Select all lines holding the word "item" from the entries that follow.

## Listed entries:
━━━━━━━━━━━━━━━━
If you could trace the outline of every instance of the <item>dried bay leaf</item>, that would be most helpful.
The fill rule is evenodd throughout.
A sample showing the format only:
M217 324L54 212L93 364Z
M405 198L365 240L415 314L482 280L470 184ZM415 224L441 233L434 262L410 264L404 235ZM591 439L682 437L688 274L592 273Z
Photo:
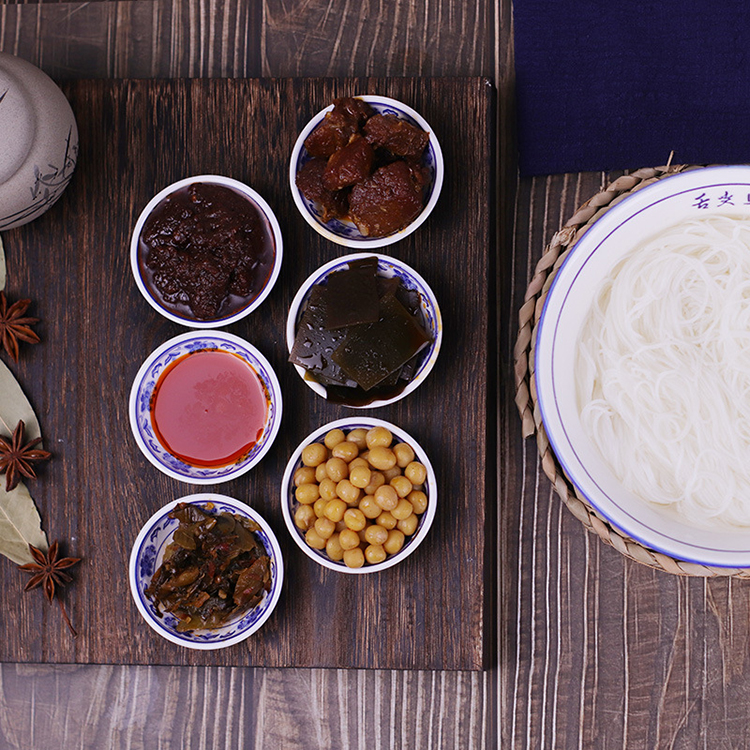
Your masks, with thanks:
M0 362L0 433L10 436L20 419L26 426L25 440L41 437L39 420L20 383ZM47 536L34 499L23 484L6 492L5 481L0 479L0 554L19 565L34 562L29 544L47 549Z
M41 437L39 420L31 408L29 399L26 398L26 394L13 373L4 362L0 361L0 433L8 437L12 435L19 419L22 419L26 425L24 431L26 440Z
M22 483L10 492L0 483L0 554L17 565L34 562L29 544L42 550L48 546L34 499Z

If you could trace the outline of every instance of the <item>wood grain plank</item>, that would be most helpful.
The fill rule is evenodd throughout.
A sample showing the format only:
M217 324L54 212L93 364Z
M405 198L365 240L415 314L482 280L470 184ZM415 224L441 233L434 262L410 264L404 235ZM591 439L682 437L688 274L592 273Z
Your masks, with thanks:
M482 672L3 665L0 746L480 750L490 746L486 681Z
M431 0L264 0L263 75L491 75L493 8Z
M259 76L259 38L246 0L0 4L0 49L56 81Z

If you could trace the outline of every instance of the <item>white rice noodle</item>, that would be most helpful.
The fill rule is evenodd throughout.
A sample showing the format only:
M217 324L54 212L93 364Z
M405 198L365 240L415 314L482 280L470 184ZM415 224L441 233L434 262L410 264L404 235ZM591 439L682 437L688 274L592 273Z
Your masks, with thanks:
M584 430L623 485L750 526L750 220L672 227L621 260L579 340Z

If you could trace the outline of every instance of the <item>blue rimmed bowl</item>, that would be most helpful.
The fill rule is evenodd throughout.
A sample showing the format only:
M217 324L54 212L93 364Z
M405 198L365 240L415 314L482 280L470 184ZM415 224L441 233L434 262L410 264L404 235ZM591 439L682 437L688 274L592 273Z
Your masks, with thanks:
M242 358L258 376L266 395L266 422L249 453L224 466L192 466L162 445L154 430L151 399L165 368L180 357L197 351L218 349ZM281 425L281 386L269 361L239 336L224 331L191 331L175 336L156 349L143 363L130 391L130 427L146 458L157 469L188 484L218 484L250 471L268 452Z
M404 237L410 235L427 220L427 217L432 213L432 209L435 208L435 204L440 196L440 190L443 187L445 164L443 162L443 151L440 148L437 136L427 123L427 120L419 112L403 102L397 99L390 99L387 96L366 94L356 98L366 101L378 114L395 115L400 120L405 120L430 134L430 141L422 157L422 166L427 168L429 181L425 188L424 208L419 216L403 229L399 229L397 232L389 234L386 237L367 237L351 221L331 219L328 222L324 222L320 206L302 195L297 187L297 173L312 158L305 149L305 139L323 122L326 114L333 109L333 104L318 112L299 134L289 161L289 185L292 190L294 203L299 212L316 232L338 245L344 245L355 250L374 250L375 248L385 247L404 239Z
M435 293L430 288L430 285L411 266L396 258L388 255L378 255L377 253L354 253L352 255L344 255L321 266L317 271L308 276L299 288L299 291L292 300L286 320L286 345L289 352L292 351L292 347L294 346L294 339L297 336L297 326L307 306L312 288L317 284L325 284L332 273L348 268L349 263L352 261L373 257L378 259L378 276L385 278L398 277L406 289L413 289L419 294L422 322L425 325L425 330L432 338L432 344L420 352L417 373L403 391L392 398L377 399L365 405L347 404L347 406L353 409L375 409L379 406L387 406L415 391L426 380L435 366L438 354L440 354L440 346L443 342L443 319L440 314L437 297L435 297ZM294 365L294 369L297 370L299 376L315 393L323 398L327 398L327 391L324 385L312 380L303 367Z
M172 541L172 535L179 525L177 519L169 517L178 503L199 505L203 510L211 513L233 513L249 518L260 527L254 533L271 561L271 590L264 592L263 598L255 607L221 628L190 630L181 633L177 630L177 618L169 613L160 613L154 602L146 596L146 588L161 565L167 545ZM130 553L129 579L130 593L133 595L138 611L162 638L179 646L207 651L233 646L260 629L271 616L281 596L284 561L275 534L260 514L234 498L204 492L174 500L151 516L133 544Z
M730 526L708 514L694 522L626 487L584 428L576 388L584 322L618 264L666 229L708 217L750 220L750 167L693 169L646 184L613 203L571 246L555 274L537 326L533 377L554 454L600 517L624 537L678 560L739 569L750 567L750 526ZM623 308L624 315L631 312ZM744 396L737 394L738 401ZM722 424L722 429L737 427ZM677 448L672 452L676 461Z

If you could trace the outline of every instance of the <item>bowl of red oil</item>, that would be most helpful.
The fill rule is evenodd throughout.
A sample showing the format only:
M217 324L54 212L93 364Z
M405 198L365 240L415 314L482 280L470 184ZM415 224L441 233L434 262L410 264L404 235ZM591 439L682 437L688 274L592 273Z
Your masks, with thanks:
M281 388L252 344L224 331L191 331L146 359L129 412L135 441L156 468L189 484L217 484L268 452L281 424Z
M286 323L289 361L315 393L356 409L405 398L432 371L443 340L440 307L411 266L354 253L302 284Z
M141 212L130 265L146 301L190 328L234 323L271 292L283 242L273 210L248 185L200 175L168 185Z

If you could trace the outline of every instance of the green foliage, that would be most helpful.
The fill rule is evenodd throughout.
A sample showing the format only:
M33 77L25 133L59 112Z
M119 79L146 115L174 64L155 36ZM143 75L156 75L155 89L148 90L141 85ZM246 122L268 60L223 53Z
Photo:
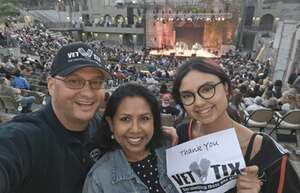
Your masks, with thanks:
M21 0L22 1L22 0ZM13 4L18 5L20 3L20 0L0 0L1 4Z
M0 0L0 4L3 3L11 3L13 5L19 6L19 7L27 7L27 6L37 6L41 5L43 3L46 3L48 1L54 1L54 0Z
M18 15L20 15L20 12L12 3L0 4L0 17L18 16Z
━━━━━━━━━━━━━━━━
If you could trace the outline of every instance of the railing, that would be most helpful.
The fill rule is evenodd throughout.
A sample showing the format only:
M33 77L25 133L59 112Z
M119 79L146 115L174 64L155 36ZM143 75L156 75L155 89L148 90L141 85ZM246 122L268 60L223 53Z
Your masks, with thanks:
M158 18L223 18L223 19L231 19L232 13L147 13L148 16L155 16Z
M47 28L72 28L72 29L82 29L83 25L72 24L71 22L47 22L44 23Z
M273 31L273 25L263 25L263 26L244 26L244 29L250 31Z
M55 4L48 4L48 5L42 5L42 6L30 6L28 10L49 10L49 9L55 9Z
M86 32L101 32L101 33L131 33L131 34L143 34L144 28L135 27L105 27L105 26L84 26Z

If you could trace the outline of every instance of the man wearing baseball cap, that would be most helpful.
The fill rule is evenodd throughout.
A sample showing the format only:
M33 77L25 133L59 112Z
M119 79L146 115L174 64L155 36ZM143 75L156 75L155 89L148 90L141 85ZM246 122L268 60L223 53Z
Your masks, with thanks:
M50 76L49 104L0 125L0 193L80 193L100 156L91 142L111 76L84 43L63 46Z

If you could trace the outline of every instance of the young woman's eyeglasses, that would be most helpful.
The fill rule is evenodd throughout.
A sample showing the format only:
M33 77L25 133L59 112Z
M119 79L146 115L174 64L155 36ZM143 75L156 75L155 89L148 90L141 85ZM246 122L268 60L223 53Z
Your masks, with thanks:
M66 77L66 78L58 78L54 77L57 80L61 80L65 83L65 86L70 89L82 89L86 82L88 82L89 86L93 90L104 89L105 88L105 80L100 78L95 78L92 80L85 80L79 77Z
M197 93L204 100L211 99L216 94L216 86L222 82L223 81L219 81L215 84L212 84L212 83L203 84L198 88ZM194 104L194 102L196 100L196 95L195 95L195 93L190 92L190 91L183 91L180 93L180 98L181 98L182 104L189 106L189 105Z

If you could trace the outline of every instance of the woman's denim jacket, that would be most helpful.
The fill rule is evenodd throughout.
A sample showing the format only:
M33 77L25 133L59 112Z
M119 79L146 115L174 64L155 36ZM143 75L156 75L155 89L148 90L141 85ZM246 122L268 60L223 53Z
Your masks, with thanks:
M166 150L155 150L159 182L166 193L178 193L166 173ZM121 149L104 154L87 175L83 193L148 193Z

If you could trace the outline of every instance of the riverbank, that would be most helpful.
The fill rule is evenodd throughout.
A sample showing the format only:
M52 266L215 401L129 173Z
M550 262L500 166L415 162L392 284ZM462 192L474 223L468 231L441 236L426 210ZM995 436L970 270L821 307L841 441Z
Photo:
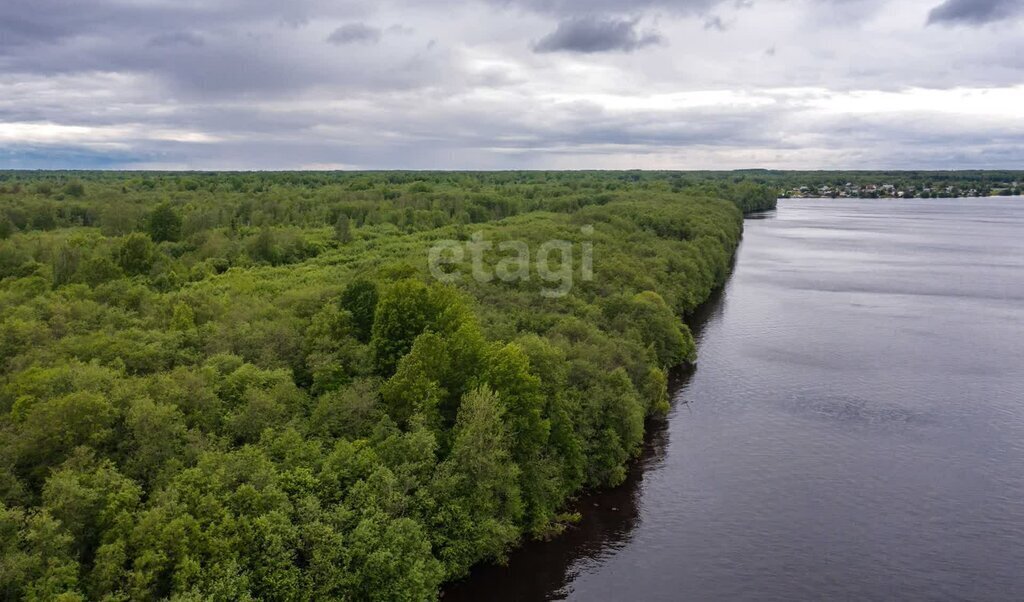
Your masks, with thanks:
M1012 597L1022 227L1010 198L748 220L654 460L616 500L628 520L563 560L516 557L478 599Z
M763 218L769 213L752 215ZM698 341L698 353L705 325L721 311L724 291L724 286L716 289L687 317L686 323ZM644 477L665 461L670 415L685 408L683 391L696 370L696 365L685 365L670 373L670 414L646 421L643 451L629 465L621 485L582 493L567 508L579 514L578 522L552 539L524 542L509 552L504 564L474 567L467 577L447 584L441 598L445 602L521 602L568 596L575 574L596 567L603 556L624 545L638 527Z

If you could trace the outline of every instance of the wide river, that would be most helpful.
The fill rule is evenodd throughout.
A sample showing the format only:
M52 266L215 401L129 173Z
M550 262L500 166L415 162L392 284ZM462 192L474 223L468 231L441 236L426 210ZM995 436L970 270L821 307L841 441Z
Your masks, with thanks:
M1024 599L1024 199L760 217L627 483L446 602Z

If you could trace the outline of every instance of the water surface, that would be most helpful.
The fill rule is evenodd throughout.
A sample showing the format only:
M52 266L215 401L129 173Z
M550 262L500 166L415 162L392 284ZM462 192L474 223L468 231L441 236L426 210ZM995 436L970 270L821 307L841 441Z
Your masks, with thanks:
━━━━━━━━━━━━━━━━
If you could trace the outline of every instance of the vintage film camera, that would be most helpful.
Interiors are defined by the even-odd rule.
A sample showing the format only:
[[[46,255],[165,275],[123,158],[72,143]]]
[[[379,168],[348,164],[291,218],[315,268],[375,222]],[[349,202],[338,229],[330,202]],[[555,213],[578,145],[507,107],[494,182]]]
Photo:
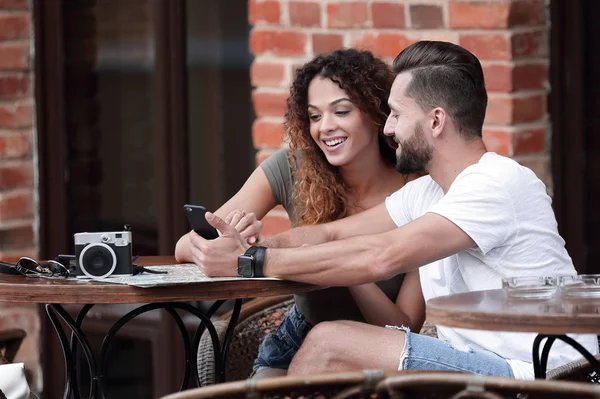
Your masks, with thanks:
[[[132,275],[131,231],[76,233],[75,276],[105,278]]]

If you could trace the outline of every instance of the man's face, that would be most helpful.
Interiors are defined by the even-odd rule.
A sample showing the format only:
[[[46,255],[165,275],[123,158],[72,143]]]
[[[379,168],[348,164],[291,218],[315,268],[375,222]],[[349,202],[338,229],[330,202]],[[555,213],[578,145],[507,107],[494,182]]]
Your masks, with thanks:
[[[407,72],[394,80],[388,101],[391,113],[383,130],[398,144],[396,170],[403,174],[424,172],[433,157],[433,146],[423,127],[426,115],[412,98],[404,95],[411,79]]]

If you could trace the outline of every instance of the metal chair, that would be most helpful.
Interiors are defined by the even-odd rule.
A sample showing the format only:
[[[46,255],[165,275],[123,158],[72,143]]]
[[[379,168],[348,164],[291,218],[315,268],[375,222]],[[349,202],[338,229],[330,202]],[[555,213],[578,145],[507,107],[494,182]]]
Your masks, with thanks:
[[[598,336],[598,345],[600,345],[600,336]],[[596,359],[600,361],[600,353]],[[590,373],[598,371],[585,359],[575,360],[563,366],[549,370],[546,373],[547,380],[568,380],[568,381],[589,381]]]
━━━━━━━━━━━━━━━━
## Result of the exercise:
If you could trace the outline of every instance of the <item>dried bay leaf</item>, that would be most helpful.
If you could trace the outline of every instance of the <item>wood grain plank</item>, that would be most helpful.
If you could trace the outline of every instance of the <item>white rice noodle</item>, that would be most helpful.
If you could trace the outline of every instance of the <item>blue rimmed bowl</item>, that would be most helpful.
If you could trace the outline of every instance of the <item>bowl of red oil</item>, that would be most helpful.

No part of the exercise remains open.